---------- Text to read ----------

Different methods were applied to explore the sensitive areas of the El Niño Southern Oscillation (ENSO) and tropical cyclones for targeted observations; these methods can generally be divided into two categories. One category consists of the adjoint-based methods, in which the adjoints of the forward tangent propagator of the models were calculated (Kim et al. 2004), such as singular vectors (SVs; Palmer et al. 1998) and conditional nonlinear optimal perturbation (CNOP; Mu and Duan 2003). The second category was ensemble-based methods, such as the ensemble Kalman filter (Hamill and Snyder 2002), the ensemble transform technique (Bishop and Toth 1999) and the ensemble transform Kalman filter (Bishop et al. 2001). Some results of these studies have already been implemented in field experiments, showing the efficiency of these proposed methods (Bergot 1999; Szunyogh et al. 2000).

To the authors’ knowledge, there were no adaptive observational studies targeting IOD events. In this study, we will conduct perfect model predictability experiments to explore the observing locations (i.e., the sensitive areas) for advancing beyond the WPB of IOD predictions with an ensemble approach. As positive IOD events have larger effects on the climate and more frequently occur under current climate change conditions, compared with negative ones (Ashok et al. 2001, 2003; Vinayachandran et al. 2002; Abram et al. 2003; Black et al. 2003; Annamalai and Murtugudde 2004; Yamagata et al. 2004; Behera et al. 2005; Hong et al. 2008; Cai et al. 2009; Weller and Cai 2013), only positive IOD events are considered.

The remainder of the paper is organized as follows. The model and experimental strategy are described in Sect. 2. The effects of initial error patterns on prediction uncertainties in the model are described in Sect. 3. The sensitive areas to enable advancement beyond the WPB in predicting positive IOD events are explored in Sect. 4. And finally, a summary and discussion are presented in Sect. 5.

---------- Supplied material ----------

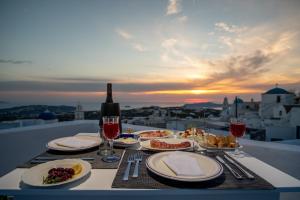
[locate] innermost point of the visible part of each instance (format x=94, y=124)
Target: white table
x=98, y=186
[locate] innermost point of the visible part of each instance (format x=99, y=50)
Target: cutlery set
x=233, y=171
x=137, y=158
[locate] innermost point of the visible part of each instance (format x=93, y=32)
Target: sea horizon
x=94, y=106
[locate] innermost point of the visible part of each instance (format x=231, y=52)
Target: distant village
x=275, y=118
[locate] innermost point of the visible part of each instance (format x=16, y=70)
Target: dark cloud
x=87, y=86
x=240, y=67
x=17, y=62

----------
---------- Supplied material ----------

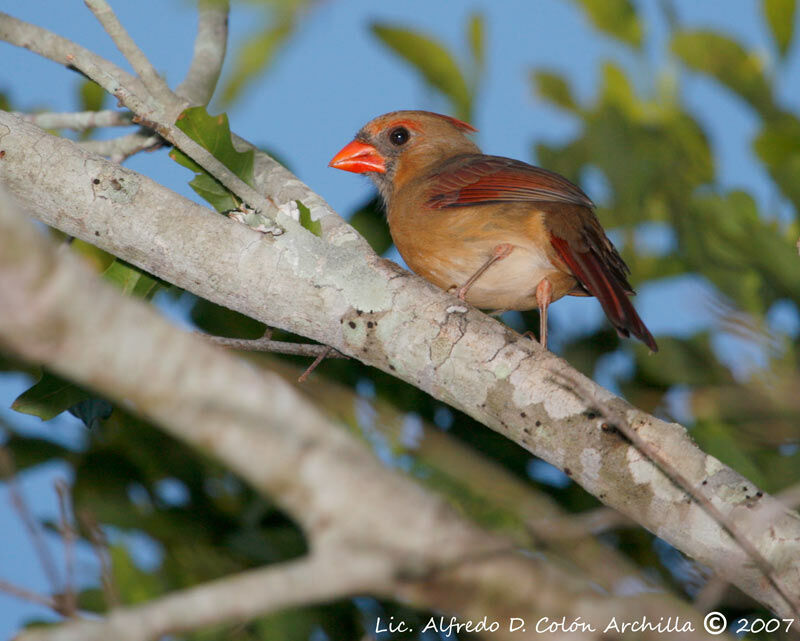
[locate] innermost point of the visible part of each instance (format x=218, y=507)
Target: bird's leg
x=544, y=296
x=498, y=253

----------
---------- Supplied material ----------

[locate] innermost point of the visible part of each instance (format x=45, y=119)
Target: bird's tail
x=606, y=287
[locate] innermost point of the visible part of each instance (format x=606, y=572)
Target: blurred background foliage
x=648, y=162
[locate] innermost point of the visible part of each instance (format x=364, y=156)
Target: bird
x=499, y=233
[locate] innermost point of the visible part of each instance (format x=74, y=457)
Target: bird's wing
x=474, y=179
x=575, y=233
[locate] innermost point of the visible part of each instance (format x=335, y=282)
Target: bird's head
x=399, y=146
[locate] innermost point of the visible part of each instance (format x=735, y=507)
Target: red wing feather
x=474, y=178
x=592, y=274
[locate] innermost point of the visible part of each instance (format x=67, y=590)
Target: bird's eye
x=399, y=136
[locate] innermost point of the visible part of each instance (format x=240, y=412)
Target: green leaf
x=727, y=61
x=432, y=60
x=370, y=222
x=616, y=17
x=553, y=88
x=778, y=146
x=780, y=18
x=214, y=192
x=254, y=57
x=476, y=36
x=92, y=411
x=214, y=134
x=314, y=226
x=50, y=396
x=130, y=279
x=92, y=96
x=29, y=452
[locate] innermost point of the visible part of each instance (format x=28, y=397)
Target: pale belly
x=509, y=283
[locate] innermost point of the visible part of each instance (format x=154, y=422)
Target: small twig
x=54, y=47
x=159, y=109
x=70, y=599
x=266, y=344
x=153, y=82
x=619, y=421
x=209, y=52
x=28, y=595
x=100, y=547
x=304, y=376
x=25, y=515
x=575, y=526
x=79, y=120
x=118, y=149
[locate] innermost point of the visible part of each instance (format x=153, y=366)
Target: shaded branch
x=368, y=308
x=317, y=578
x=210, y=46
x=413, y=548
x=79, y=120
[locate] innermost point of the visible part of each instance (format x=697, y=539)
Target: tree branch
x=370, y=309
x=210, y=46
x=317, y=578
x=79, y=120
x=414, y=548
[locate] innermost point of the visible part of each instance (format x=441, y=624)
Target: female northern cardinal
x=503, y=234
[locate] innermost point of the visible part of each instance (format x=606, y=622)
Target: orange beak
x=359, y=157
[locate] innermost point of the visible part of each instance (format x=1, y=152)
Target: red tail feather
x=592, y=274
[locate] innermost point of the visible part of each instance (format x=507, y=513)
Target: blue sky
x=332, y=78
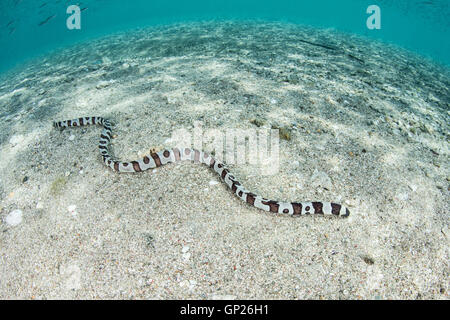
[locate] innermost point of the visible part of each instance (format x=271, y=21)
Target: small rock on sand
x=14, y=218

----------

▸ Problems
[A] Please reproduce the stretch of the climate prediction passage from "The remainder of" through "presented in Sect. 5.".
[B] Continue the climate prediction passage from the point where it stops.

▸ The results
[A]
The remainder of the paper is organized as follows. The model and experimental strategy are described in Sect. 2. The effects of initial error patterns on prediction uncertainties in the model are described in Sect. 3. The sensitive areas to enable advancement beyond the WPB in predicting positive IOD events are explored in Sect. 4. And finally, a summary and discussion are presented in Sect. 5.

[B]
2 Model and experimental strategy

The model used in this study is the GFDL CM2p1, an ocean–atmosphere–land–ice coupled model. The oceanic component of the coupled model is the Modular Ocean Model version 4 (MOM4p1), released in December 2009, which is a numerical representation of the ocean’s hydrostatic primitive equations (Griffies 2009). The horizontal resolution is 1 × 1 in most regions, with the meridional resolution reducing to 1/3 at the equator. In total, there are 50 unevenly spaced vertical levels, with a 10 m resolution in the upper 225 m of ocean. The atmospheric component of the GFDL CM2p1 is the GFDL atmosphere model, AM2p12b (GFDL Global Atmospheric Model Development Team 2004). Its horizontal resolution is 2.5 × 2, and there are 24 vertical levels in total. The different components are coupled with each other through the Flexible Modeling System and exchange fluxes every two hours. The GFDL CM2p1 has been used to study the predictability of IOD events in previous research (Feng et al. 2014a, b; Feng and Duan 2014; Song et al. 2008) and was found to simulate the climatoloty and interannual variability of the Indian Ocean well.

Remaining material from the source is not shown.